╔══

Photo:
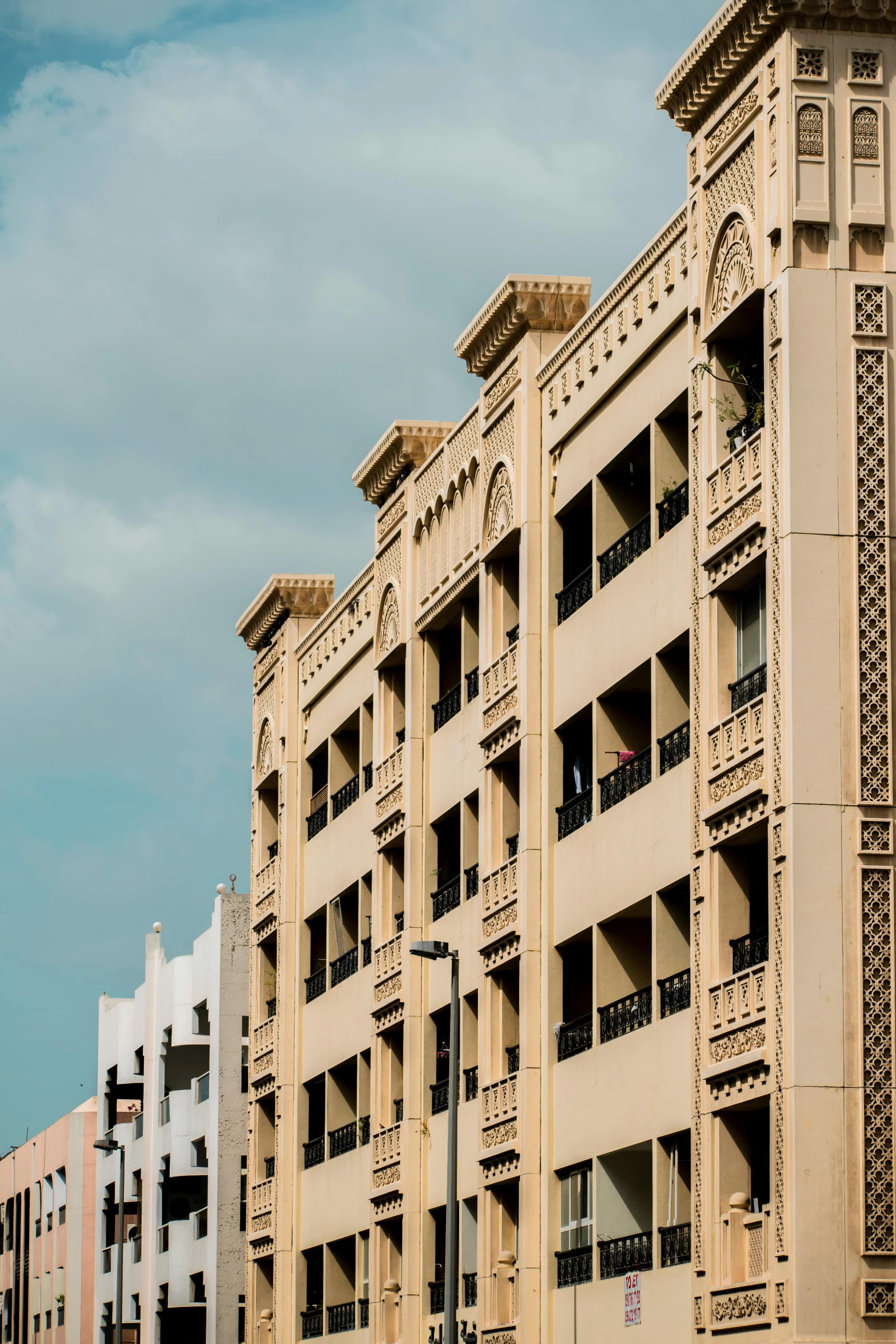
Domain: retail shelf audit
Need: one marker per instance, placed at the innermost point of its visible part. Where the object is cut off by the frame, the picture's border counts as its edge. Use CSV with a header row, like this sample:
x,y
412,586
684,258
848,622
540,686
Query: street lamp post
x,y
109,1146
436,952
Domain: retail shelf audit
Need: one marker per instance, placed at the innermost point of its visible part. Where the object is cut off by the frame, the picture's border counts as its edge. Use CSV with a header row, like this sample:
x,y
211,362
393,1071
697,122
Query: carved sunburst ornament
x,y
734,275
500,507
390,623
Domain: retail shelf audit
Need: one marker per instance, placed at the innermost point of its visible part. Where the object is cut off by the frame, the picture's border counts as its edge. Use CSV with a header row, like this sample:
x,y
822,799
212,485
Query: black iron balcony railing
x,y
575,1266
625,780
747,687
675,992
625,1015
447,707
625,551
316,822
313,1324
343,967
675,1245
447,897
574,813
345,796
314,1152
316,985
343,1140
675,747
575,1037
622,1254
575,594
440,1097
672,508
750,951
340,1319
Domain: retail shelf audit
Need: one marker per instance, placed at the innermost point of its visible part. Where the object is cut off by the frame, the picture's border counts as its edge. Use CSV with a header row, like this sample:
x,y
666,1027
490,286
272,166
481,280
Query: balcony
x,y
675,1245
675,992
625,551
575,594
345,796
317,813
625,780
343,1140
574,1038
499,1100
622,1254
340,1319
625,1015
447,707
314,1152
316,985
343,967
574,813
672,508
675,747
575,1266
747,952
312,1324
747,687
447,897
387,1146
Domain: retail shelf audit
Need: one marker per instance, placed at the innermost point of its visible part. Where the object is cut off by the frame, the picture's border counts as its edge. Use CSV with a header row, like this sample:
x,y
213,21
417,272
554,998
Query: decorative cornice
x,y
284,594
608,301
403,447
520,304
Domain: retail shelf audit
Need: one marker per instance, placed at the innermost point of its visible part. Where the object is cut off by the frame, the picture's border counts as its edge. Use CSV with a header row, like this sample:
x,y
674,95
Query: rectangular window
x,y
575,1208
751,628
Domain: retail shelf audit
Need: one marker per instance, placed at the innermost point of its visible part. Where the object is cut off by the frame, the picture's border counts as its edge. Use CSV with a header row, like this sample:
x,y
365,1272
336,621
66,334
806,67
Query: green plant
x,y
747,381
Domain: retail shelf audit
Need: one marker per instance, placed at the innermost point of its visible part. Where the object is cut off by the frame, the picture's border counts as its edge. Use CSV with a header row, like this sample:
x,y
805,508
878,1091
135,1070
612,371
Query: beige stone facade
x,y
610,713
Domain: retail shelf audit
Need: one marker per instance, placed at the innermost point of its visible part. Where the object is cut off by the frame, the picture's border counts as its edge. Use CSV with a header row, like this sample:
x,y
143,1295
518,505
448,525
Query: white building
x,y
171,1089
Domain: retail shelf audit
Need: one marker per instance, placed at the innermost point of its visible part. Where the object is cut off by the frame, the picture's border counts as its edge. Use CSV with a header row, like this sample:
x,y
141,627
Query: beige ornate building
x,y
610,713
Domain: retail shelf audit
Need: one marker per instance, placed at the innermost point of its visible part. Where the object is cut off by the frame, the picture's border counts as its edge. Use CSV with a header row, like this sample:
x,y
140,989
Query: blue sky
x,y
236,242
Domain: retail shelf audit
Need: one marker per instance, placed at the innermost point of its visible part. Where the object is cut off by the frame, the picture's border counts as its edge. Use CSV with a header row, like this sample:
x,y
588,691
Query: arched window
x,y
810,131
866,144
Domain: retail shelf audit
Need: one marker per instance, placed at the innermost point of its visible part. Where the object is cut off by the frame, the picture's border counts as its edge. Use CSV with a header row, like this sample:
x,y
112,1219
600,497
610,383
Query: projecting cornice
x,y
282,596
731,38
403,447
520,304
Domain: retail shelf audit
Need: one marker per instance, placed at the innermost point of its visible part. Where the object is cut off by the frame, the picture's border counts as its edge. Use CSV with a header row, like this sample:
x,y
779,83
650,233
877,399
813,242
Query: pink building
x,y
47,1212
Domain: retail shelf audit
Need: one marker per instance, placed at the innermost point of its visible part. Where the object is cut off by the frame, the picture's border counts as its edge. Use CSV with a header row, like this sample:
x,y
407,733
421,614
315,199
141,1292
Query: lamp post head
x,y
432,951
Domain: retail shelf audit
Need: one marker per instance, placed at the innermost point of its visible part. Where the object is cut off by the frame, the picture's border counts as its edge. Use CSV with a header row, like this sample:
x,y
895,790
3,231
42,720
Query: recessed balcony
x,y
625,551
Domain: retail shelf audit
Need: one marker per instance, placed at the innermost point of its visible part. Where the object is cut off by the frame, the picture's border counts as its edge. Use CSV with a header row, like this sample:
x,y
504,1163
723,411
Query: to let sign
x,y
633,1297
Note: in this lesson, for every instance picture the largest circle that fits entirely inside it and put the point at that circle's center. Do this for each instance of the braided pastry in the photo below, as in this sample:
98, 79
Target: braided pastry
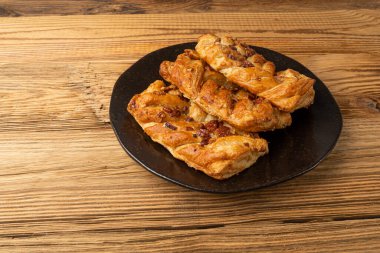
192, 135
214, 94
288, 90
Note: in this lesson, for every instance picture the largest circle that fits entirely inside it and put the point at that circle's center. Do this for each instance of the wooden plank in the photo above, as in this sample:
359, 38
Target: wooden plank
67, 185
15, 8
74, 38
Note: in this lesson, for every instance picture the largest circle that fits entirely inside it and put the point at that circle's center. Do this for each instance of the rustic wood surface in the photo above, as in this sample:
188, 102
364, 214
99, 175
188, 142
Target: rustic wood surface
67, 185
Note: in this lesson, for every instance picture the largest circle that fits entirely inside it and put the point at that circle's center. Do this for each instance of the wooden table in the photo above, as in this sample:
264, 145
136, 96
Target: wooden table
67, 185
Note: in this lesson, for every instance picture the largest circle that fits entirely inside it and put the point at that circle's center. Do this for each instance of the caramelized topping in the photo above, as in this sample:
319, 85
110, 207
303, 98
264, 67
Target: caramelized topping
223, 131
247, 64
189, 119
172, 112
212, 125
170, 126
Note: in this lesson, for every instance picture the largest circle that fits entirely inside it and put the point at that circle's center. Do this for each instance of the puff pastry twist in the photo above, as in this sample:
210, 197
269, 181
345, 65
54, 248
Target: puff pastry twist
192, 135
225, 100
288, 89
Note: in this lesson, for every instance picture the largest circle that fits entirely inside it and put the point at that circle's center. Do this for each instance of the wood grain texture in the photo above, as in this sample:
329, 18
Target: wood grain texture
67, 185
16, 8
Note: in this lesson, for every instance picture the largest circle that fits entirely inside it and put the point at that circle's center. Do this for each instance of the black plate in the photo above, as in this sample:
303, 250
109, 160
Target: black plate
292, 151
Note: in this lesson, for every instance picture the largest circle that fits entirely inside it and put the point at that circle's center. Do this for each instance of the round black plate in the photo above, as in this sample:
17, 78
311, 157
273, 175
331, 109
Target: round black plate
292, 151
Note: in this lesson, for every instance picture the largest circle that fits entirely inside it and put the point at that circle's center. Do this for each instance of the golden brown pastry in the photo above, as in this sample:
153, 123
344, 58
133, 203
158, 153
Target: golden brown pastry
193, 136
214, 94
288, 90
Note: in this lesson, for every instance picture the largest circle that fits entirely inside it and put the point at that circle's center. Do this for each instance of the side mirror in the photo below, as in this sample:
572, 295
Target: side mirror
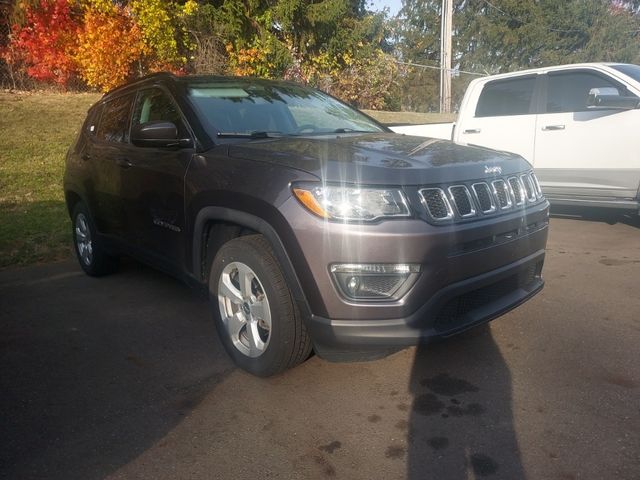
158, 134
609, 98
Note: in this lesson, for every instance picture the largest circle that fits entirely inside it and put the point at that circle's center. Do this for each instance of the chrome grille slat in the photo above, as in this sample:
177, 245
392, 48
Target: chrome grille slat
484, 197
501, 191
529, 188
436, 203
461, 200
517, 190
536, 184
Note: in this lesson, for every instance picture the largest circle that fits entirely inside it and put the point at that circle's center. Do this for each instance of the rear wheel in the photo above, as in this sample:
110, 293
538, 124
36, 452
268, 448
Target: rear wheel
93, 259
256, 317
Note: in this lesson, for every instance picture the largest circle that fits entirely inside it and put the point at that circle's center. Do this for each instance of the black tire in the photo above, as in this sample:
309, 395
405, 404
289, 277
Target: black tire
92, 257
284, 338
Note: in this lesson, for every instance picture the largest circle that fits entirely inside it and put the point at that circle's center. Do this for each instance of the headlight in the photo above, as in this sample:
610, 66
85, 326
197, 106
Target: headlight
352, 203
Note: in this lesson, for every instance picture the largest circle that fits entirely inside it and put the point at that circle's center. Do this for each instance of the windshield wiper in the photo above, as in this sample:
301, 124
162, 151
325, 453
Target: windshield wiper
255, 134
351, 130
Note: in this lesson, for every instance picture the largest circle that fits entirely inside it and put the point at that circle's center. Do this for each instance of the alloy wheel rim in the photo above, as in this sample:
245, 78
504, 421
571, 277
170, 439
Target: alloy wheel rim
83, 239
244, 308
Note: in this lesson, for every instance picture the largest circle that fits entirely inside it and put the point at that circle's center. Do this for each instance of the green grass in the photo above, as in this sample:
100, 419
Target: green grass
35, 133
36, 129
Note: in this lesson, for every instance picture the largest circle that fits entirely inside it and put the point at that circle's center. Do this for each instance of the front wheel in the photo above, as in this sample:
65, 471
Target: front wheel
256, 317
93, 258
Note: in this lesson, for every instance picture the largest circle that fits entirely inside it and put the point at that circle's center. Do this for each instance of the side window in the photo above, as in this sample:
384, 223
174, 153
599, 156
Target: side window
114, 121
568, 92
155, 105
91, 123
506, 97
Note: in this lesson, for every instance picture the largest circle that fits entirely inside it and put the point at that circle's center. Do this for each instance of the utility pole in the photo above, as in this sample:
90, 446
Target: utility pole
445, 56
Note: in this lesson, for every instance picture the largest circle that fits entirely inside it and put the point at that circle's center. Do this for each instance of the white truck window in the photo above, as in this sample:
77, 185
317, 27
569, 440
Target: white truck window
506, 97
568, 92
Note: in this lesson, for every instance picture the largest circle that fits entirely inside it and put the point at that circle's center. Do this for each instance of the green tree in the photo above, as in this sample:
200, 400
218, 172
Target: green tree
494, 36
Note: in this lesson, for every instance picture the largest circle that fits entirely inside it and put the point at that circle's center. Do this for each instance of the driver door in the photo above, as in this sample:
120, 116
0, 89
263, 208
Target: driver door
154, 186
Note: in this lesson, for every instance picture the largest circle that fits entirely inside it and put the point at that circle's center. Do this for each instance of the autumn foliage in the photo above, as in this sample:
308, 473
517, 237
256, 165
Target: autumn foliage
335, 45
46, 43
109, 44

╚══

> [What needs to be done]: Among the entries above, which lines include "below"? List them all.

> [Solution]:
Note: in this lesson, for every instance picture the largest circle that fits entirely inside it and put the point at that circle's center. Do this for each instance of the braided pastry in the photo below, as in this sample:
Note: in this lesson, for every instance picture the largest circle that fits entirely inside it and put the point at that circle's center. Do this for each instance of the side mirror in the photo below, as in this sample:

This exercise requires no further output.